• SOURCE EXCERPT:
<<<<

Linear Inequalities


Calculators are allowed for all questions unless indicated by the question. There are 5 questions for this topic. The difficulty increases with the question number.

Question 1: (Non-calculator)

A. State 3 integers that satisfy the following inequality: $x -2 < 0$ (2 marks)

B. Calculate the range of values of $x$ (1 mark)

$x-2$ must be smaller than 0.

Some possible integers include 1, -1, -2, -3 etc… (2 marks)

$x-2 < 0$

$x < 2$ (1 mark)

Question 2: (Non-calculator)

A. State 3 integers that satisfy the following inequality: $3x +2 > 8$ (2 marks)

B. Calculate the range of values of $x$ (2 marks)

since $3x +2$ must be larger than 8, possible integers include 3,4,5 etc..

Do not accept 2, as the it must be greater than 8, not greater than or equal to. (2 marks)

$3x + 2 > 8$

$3x > 6$ (1 mark)

$x > 2$ (divide by 3) (1 mark)

Question 3: (Non-calculator)

A. State all the possible integers in the following inequality: $-2 \leq x \leq 4$ (2 marks)

>>>>

• DATASET EXCERPTS:
<<<<

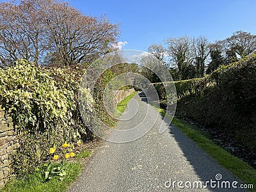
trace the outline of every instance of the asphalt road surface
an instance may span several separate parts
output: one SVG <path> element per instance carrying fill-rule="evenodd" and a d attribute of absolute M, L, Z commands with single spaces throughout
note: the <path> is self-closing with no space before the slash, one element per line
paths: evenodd
<path fill-rule="evenodd" d="M 68 191 L 246 191 L 232 188 L 239 188 L 238 180 L 177 128 L 165 123 L 167 130 L 159 134 L 163 120 L 145 95 L 137 94 L 129 102 L 121 119 L 125 117 L 129 120 L 119 121 L 118 130 L 139 125 L 147 131 L 155 124 L 132 141 L 104 141 Z M 140 132 L 135 134 L 140 136 Z M 132 140 L 125 134 L 109 135 L 116 136 L 120 142 L 127 137 Z M 230 189 L 225 187 L 228 182 Z M 200 184 L 207 187 L 201 189 Z"/>

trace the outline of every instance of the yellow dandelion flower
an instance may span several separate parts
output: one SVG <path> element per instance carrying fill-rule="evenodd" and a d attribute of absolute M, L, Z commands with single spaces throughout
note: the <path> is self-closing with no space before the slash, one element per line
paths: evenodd
<path fill-rule="evenodd" d="M 58 156 L 58 155 L 54 155 L 54 156 L 53 156 L 52 159 L 53 159 L 53 160 L 57 160 L 58 157 L 59 157 L 59 156 Z"/>
<path fill-rule="evenodd" d="M 69 154 L 65 154 L 65 158 L 68 159 L 69 157 L 70 157 L 70 155 Z"/>
<path fill-rule="evenodd" d="M 61 145 L 61 147 L 64 147 L 64 148 L 66 148 L 66 147 L 69 147 L 69 146 L 70 146 L 70 145 L 67 143 L 67 142 L 65 142 L 64 144 Z"/>
<path fill-rule="evenodd" d="M 49 150 L 49 153 L 50 154 L 52 154 L 54 152 L 55 152 L 55 148 L 50 148 L 50 150 Z"/>

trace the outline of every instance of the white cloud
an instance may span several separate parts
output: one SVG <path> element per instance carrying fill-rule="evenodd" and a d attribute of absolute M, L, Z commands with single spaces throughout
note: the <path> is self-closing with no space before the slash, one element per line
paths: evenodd
<path fill-rule="evenodd" d="M 123 48 L 123 47 L 126 45 L 127 44 L 128 44 L 128 42 L 127 41 L 118 42 L 116 44 L 112 45 L 112 46 L 113 48 L 118 49 L 118 50 L 122 50 L 122 48 Z"/>

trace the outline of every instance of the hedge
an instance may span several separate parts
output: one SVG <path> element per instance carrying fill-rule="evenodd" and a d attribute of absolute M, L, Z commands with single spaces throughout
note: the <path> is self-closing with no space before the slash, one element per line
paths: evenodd
<path fill-rule="evenodd" d="M 86 134 L 81 120 L 77 95 L 81 75 L 64 68 L 36 67 L 25 60 L 0 69 L 0 101 L 12 116 L 20 147 L 13 157 L 17 175 L 32 171 L 53 145 L 76 141 Z M 83 72 L 80 72 L 83 74 Z M 84 90 L 88 107 L 89 90 Z"/>

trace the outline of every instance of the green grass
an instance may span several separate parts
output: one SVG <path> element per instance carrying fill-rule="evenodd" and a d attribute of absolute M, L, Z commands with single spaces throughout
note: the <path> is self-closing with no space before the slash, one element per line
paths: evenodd
<path fill-rule="evenodd" d="M 34 172 L 25 178 L 14 179 L 9 182 L 1 192 L 60 192 L 66 190 L 80 173 L 83 164 L 78 163 L 67 163 L 67 175 L 62 181 L 59 177 L 53 177 L 47 182 L 44 181 L 39 172 Z"/>
<path fill-rule="evenodd" d="M 159 113 L 164 116 L 165 111 L 163 109 L 153 107 L 158 110 Z M 167 118 L 168 118 L 167 116 Z M 195 125 L 173 118 L 172 124 L 178 127 L 188 137 L 193 140 L 207 154 L 212 157 L 220 166 L 234 174 L 244 184 L 253 184 L 256 191 L 256 170 L 241 159 L 222 149 L 209 139 L 209 134 L 204 132 Z"/>
<path fill-rule="evenodd" d="M 122 115 L 122 113 L 124 113 L 124 110 L 126 109 L 126 107 L 127 106 L 127 104 L 128 104 L 128 102 L 129 102 L 129 100 L 131 99 L 132 99 L 133 96 L 134 96 L 138 93 L 138 92 L 135 92 L 132 93 L 130 95 L 128 95 L 127 97 L 124 98 L 123 100 L 122 100 L 120 102 L 119 102 L 117 104 L 117 106 L 116 107 L 116 110 L 118 111 L 118 113 L 116 114 L 117 117 L 120 116 Z"/>

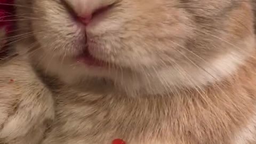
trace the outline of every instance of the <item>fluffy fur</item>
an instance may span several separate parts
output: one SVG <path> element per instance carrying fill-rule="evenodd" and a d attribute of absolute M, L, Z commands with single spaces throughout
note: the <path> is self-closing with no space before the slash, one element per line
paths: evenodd
<path fill-rule="evenodd" d="M 0 143 L 256 143 L 253 2 L 90 1 L 16 0 Z M 111 7 L 85 29 L 66 4 Z M 75 61 L 86 46 L 108 67 Z"/>

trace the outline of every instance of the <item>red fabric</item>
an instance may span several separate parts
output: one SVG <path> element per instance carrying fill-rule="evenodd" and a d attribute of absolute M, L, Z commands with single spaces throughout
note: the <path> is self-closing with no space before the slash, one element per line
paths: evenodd
<path fill-rule="evenodd" d="M 4 30 L 5 35 L 0 38 L 0 58 L 7 54 L 7 46 L 6 38 L 7 35 L 12 32 L 13 22 L 12 21 L 14 16 L 14 0 L 0 0 L 0 29 L 1 33 Z M 13 20 L 13 19 L 12 19 Z"/>

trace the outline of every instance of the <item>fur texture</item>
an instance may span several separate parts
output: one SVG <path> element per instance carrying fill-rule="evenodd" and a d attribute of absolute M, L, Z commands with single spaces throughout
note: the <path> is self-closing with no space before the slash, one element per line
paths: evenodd
<path fill-rule="evenodd" d="M 254 2 L 90 1 L 16 0 L 0 143 L 256 143 Z M 106 6 L 86 27 L 70 11 Z"/>

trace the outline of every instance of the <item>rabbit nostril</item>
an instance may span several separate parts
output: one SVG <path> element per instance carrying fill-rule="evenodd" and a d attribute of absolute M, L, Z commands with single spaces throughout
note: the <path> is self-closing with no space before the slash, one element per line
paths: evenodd
<path fill-rule="evenodd" d="M 92 19 L 92 17 L 91 14 L 78 17 L 79 21 L 85 25 L 87 25 L 88 23 L 89 23 L 90 21 Z"/>
<path fill-rule="evenodd" d="M 105 6 L 100 9 L 97 9 L 92 13 L 83 14 L 77 16 L 78 19 L 83 24 L 86 26 L 93 18 L 99 16 L 100 14 L 108 11 L 110 8 L 110 6 Z"/>

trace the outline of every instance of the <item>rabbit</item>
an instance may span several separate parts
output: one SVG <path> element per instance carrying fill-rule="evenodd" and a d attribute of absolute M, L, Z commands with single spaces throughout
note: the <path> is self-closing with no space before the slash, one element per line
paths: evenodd
<path fill-rule="evenodd" d="M 252 0 L 15 0 L 0 143 L 256 143 Z"/>

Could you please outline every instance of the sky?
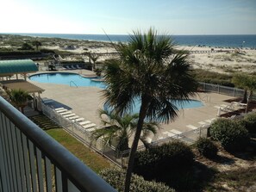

>>>>

• PARTS OF THE EXERCISE:
1 > According to the linear inequalities worksheet, why is 2 not accepted as an answer to Question 2A?
2 > Proceed with the linear inequalities worksheet, picking up right after its last line.
The listing is separate material and has no connection to the linear inequalities worksheet.

• EXERCISE RESULTS:
1 > Because $3x + 2$ must be greater than 8, not greater than or equal to 8.

2 >
B. Draw a number line to represent this inequality (2 marks)

$x$ must be larger than or equal to $-2$, and smaller than or equal to $4$.

All the possible integers are -2,-1, 0, 1, 2, 3 ,4 (2 marks)

Award 2 marks for correct number line, allow 1 mark if hollow circle used.

Question 4: (Non-calculator)

Solve the following inequality:

$2x +3 \geq x-4$ (2 marks)

$2x+3 \geq x-4$

$x +3 \geq -4$ (1 mark)

$x \geq -7$ (1 mark)

Question 5: (Non-calculator)

Solve the following inequality giving your answer in set notation

$4(x+3) \leq 3x + 4$ (3 marks)

$4x + 7 \leq 3x + 4$

$x +7 \leq 4$ (1 mark)

$x \leq -3 $ (1 mark)

= $ {x: x\leq -3} $ (1 mark)